> Vorgegebener Text
════════════════

Sonntag, 3. Mai 2015

Sicherheitspolitik, 03. Mai 2015:


Wehrt Euch!

Unbesehen und unter striktem Ausschluss der Öffentlichkeit geht es vor sich. Heimlich still und leise werden Angriffspläne in der EU ausgearbeitet. Immer noch werden wir offiziell in Sicherheit gewiegt, wie das Baby in den Armen der Mutter, bis es sich einlullen lässt, und dann verwandelt sich das gutmütige Gesicht der Mutter in eine verheerende Fratze, denn wohl mag es das größte Friedensprojekt der Neuzeit sein, doch nun richten sich die Kriegsgelüste nach innen, die nationalstaatliche Souveränität untergrabend, so dass es nur mehr ein Land gäbe, eine Hoheit, ein Recht und ein Wille. Niemand nimmt es ernst, außer einer kleinen, aufrechten Gruppe, die sich um unser Land und seine Eigenständigkeit sorgt, eine Gruppierung, die für die Freiheit eintritt, und sich entsprechend auch Freiheitliche Partei nennt. Doch ihre Stimme verläuft im Sande, denn niemand nahm sie ernst, die parlamentarische Anfrage an unseren geschätzten Verteidigungsminister Klug, die auch nur auf Umwegen das Licht der Öffentlichkeit erreichte und deren Hauptfrage lautet:

„Ist das österreichische Bundesheer auf einen Angriff durch die EU ausreichend vorbereitet?“[1]

Und man muss offen und ehrlich sagen, nein, das ist das österreichische Bundesheer nicht, will es auch nicht sein, weil es die Bedrohung nicht ernst nimmt. Deshalb hat sich der Gemeinderat der mustergültigsten Gemeinde Österreichs, Mustermannshausens, allen voran unser sehr verehrter Herr Bürgermeister, Max Mustermann, entschlossen die entsprechenden Abwehrmaßnahmen durchzuführen. In einem ersten Schritt wurde die Oberkommandantur der ersten mustermannshausischen Armee eingerichtet. Den Oberbefehl erhielt Sigismund Soliwen, der sich bereits etliche Auszeichnungen zuschulden kommen ließ, vorzüglich in der spritzenden und blasenden Abteilung, also als Kommandant der hiesigen Freiwilligen Feuerwehr und in der Funktion des Leiters der ortsansässigen Blaskapelle. Taktik und Organisationstalent sind im quasi in die Wiege gelegt worden, was ihn für diesen Posten prädestiniert. Darüber hinaus gelang es uns bereits die tapfersten und verdientesten Männer für dieses Projekt zu gewinnen, die teilweise bereits im Ersten Weltkrieg ihre Meriten verdienten, doch mit Stärke alleine wollen wir nicht auftrumpfen, sondern auch mit List und Tücke. So werden rund um das Ortsgebiet von Mustermannshausen lose Akten und offene Ordner verteilt. Daraufhin kann kein einziger deutscher Soldat weitermarschieren, denn zuerst muss Ordnung geschaffen werden. Für die französischen Einheiten werden sogenannte „Schneckengräben“ errichtet, so dass sich diese auf die deliziöse Zubereitung der Kriechtiere konzentrieren werden. Für die britischen Soldaten war das Abspielen von „God save the Queen“ angedacht, aber das wird wohl überflüssig sein, da kein Anlass zu der Vermutung besteht, dass sie es wagen das kontinentale Europa zu betreten. Umso leichter wird der Umgang mit den spanischen Armeemitgliedern sein, die sich an einem Stier delektieren dürfen, und wenn all diese Mittel ausgeschöpft sind, dann bleibt immer noch die Gulaschkanone, die sie zwar nicht unbedingt in die Flucht schlägt, aber aus Angreifern Freunde zu machen versteht. In Fortführung der gutaltösterreichischen Tradition des Heiratens statt Kriege führens, werden wir uns jene des gemeinsamen Essens und Trinkens zu eigen machen.

════════════════

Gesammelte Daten

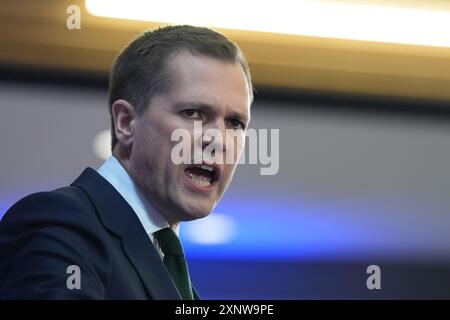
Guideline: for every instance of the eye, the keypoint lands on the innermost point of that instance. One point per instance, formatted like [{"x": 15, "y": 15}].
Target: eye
[
  {"x": 191, "y": 113},
  {"x": 236, "y": 124}
]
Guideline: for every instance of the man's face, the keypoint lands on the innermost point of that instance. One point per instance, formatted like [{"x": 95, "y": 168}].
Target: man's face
[{"x": 203, "y": 89}]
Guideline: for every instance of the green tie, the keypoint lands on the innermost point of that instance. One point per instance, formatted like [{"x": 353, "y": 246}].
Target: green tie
[{"x": 175, "y": 261}]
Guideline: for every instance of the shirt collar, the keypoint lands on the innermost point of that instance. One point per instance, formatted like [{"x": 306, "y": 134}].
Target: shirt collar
[{"x": 119, "y": 178}]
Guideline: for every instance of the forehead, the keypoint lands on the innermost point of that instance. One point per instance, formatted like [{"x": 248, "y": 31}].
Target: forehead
[{"x": 209, "y": 81}]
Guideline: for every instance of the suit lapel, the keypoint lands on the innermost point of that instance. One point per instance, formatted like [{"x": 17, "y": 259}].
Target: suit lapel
[{"x": 118, "y": 217}]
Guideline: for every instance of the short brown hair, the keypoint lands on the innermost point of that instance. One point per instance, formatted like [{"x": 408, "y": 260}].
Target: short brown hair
[{"x": 139, "y": 71}]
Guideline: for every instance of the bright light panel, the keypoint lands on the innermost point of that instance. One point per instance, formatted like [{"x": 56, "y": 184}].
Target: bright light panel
[{"x": 299, "y": 17}]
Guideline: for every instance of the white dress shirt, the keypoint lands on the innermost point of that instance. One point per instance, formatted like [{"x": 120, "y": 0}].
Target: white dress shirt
[{"x": 119, "y": 178}]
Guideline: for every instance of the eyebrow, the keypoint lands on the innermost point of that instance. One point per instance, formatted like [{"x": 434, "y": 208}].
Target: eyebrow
[{"x": 208, "y": 108}]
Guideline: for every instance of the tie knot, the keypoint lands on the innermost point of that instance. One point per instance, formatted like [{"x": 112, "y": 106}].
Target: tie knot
[{"x": 169, "y": 242}]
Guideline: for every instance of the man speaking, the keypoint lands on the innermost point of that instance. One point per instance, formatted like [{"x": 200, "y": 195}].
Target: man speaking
[{"x": 113, "y": 233}]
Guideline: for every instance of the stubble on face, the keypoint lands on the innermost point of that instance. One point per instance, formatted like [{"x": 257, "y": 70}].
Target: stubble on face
[{"x": 199, "y": 81}]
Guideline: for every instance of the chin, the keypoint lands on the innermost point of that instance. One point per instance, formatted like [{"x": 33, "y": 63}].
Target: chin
[{"x": 197, "y": 212}]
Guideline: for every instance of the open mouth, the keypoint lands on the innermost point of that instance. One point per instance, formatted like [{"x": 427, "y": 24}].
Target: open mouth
[{"x": 203, "y": 175}]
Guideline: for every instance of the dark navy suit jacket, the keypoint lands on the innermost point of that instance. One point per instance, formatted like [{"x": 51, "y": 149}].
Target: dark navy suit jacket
[{"x": 87, "y": 224}]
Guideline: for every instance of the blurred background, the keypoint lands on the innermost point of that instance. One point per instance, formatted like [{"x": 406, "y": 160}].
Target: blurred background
[{"x": 360, "y": 93}]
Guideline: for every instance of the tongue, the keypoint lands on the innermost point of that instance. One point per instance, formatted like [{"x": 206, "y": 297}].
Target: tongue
[{"x": 200, "y": 172}]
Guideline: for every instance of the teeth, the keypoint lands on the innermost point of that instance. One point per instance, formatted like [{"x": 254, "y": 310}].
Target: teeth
[{"x": 207, "y": 167}]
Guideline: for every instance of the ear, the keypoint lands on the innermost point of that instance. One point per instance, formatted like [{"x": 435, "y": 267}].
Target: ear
[{"x": 125, "y": 117}]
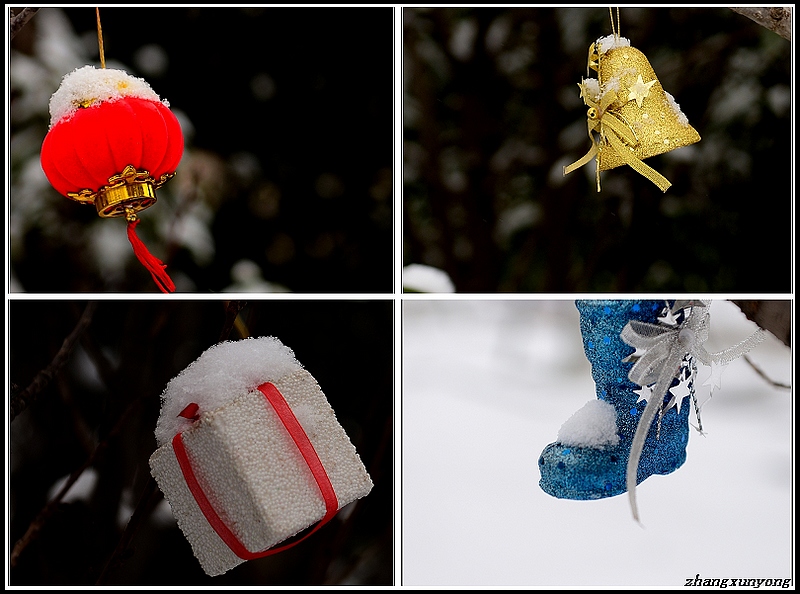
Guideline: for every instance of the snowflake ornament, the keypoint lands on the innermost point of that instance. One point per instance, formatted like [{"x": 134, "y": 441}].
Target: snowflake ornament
[{"x": 666, "y": 352}]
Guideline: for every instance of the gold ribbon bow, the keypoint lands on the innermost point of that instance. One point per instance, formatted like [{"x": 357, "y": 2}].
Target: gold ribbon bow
[{"x": 614, "y": 134}]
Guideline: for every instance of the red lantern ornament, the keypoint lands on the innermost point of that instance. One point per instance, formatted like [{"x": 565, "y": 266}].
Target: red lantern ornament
[{"x": 112, "y": 142}]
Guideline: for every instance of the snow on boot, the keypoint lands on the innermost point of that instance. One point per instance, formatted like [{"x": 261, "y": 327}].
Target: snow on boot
[{"x": 590, "y": 457}]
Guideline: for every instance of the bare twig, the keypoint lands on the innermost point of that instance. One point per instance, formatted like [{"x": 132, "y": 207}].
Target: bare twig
[
  {"x": 772, "y": 315},
  {"x": 232, "y": 309},
  {"x": 775, "y": 18},
  {"x": 16, "y": 22},
  {"x": 21, "y": 401},
  {"x": 148, "y": 500},
  {"x": 764, "y": 376},
  {"x": 35, "y": 527}
]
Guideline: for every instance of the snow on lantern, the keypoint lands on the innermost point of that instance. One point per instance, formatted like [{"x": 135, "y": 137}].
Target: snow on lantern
[
  {"x": 251, "y": 453},
  {"x": 112, "y": 142}
]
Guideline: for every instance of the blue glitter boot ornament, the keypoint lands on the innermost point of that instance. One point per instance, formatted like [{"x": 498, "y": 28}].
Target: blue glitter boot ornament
[{"x": 643, "y": 356}]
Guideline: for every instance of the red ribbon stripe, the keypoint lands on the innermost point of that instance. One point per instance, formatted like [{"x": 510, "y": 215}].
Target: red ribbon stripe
[{"x": 309, "y": 454}]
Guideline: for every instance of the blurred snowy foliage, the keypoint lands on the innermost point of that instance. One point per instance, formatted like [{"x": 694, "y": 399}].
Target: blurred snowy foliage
[{"x": 492, "y": 113}]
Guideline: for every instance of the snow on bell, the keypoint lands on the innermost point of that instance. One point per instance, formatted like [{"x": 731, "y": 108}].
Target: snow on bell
[
  {"x": 630, "y": 116},
  {"x": 251, "y": 453},
  {"x": 112, "y": 142}
]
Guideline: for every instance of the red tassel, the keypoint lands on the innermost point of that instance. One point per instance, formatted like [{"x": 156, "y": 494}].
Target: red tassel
[{"x": 149, "y": 261}]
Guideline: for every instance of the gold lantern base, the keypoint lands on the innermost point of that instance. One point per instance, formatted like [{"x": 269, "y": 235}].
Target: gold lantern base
[{"x": 125, "y": 194}]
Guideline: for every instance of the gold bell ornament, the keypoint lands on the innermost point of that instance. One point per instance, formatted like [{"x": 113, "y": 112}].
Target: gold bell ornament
[{"x": 630, "y": 116}]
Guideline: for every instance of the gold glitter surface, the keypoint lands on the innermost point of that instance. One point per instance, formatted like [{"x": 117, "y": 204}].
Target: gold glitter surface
[{"x": 643, "y": 105}]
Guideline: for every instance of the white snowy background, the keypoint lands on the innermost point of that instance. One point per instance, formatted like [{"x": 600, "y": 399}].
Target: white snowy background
[{"x": 486, "y": 386}]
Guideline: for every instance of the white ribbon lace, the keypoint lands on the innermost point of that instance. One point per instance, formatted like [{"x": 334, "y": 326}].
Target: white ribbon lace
[{"x": 665, "y": 347}]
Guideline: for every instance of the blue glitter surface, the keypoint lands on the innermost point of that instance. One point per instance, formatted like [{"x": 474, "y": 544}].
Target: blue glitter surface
[{"x": 592, "y": 473}]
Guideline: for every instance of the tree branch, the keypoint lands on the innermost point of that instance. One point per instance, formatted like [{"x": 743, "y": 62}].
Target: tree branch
[
  {"x": 774, "y": 316},
  {"x": 775, "y": 18},
  {"x": 21, "y": 401},
  {"x": 232, "y": 309},
  {"x": 16, "y": 22},
  {"x": 35, "y": 527}
]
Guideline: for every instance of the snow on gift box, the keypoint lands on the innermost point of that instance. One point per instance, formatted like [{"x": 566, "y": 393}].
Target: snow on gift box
[{"x": 251, "y": 453}]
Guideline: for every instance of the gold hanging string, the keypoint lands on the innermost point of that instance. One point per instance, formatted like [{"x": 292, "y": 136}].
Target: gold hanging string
[
  {"x": 100, "y": 39},
  {"x": 614, "y": 30}
]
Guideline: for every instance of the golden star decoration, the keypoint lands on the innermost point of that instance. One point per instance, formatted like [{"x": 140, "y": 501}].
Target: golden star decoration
[{"x": 640, "y": 90}]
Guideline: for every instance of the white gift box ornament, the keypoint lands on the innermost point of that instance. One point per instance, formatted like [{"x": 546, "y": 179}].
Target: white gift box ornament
[{"x": 251, "y": 453}]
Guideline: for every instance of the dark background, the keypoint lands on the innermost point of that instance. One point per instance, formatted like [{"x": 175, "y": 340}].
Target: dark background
[
  {"x": 289, "y": 147},
  {"x": 124, "y": 359},
  {"x": 492, "y": 114}
]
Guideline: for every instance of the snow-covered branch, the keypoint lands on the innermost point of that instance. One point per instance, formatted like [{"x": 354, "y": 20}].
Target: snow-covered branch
[
  {"x": 17, "y": 21},
  {"x": 775, "y": 18}
]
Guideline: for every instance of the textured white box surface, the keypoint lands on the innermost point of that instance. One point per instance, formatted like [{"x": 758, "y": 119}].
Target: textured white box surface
[{"x": 253, "y": 473}]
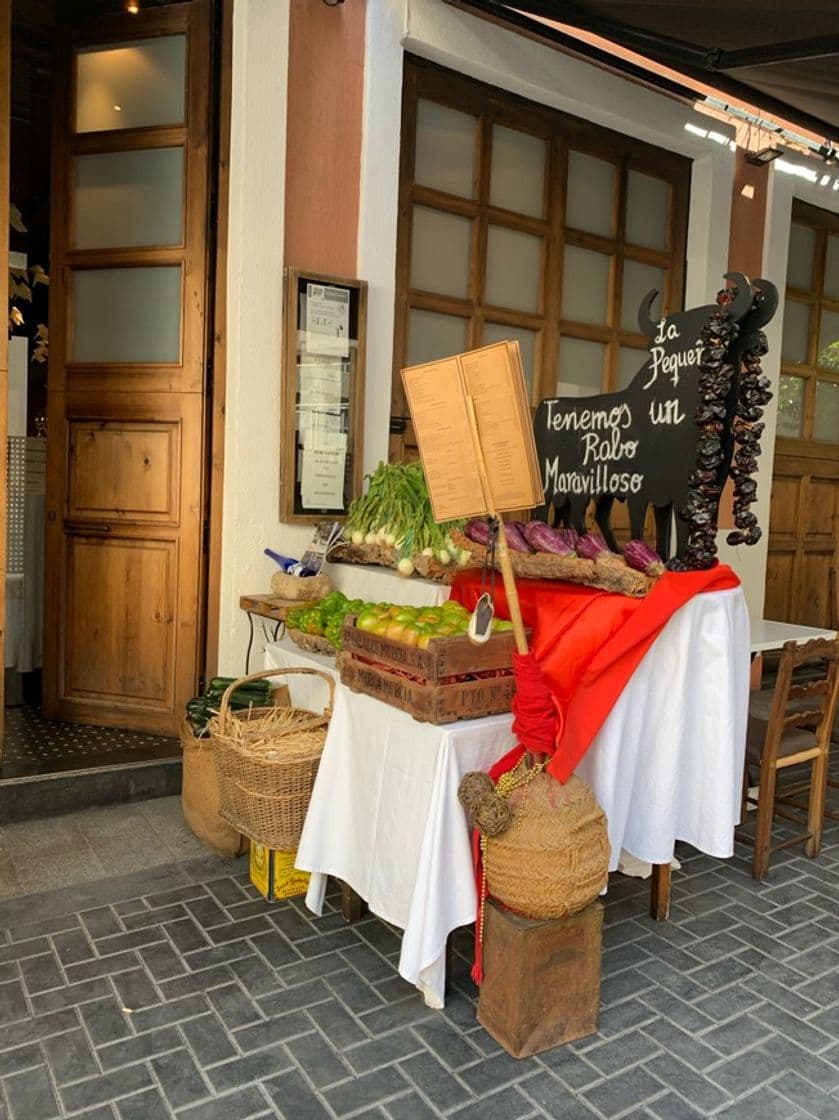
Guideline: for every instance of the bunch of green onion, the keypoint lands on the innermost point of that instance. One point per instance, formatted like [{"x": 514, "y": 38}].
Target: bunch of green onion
[{"x": 395, "y": 512}]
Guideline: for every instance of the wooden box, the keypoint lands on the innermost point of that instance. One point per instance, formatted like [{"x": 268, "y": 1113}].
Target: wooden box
[
  {"x": 541, "y": 982},
  {"x": 450, "y": 680}
]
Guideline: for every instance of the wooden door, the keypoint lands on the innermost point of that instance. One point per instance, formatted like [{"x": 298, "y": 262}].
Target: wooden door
[
  {"x": 5, "y": 130},
  {"x": 127, "y": 371},
  {"x": 802, "y": 570}
]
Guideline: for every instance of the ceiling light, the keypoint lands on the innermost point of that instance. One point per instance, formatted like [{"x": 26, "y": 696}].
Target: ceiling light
[
  {"x": 803, "y": 173},
  {"x": 764, "y": 156}
]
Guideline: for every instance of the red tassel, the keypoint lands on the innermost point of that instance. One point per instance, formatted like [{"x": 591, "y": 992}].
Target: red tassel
[{"x": 510, "y": 759}]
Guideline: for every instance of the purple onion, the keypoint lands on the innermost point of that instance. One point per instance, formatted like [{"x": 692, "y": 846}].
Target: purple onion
[
  {"x": 478, "y": 530},
  {"x": 641, "y": 557},
  {"x": 544, "y": 539},
  {"x": 569, "y": 537},
  {"x": 590, "y": 547}
]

════════════════

> Aufgaben
• a. Beantworte zum Text über Mustermannshausen kurz, jede Frage in einer eigenen Zeile:
(i) Wie heißt der Verteidigungsminister, an den die parlamentarische Anfrage ging?
(ii) Wer erhielt den Oberbefehl über die erste mustermannshausische Armee?
(iii) Was wird rund um das Ortsgebiet von Mustermannshausen verteilt?
• b. Warum sollen laut dem Text über Mustermannshausen lose Akten und offene Ordner rund um das Ortsgebiet verteilt werden? Antworte in ein bis drei Sätzen.
• c. Führe den Text über Mustermannshausen nach dem Satz über das gemeinsame Essen und Trinken weiter.
Das Material steht in keinem Zusammenhang mit dem Text.

> Lösungen
• a.
(i) Klug
(ii) Sigismund Soliwen
(iii) Lose Akten und offene Ordner

• b. Sie sollen die deutschen Soldaten aufhalten. Daraufhin kann keiner von ihnen weitermarschieren, weil zuerst Ordnung geschaffen werden muss.

• c.
Stolz und aufrecht nehmen wir die herannahende Gefahr nicht nur ernst, wir werden ihr auch gewachsen sein und gemeinsam, mit vereinten Kräften, die Angreifer auf unseren schönen, friedlichen Ort vertreiben oder vereinnahmen, je nach Situation und Lage, denn wir lassen uns von nichts und niemandem unsere Kultur und unsere Traditionen untergraben, weder die Café- und sonstige Gastronomietradition, noch unsere Marmelade oder unsere Paradeiser. Dafür sind wir bereit auch den letzten Schluck Wein zu opfern, für die Insignien der Kultur und der Zivilisation. Niemals jedoch werden wir darauf vergessen, dass dies nur durch das beherzte Vorpreschen der FPÖ möglich war. So haben wir schon etliche Asylanträge der Freiheitlichen erhalten, und abschlägig beantwortet, denn sie sollen gefälligst ihr eigenes Land aufbauen und sich nicht als politische Flüchtlinge deklarieren. Schließlich ist von ihnen noch keiner an die Wand gepinnt worden.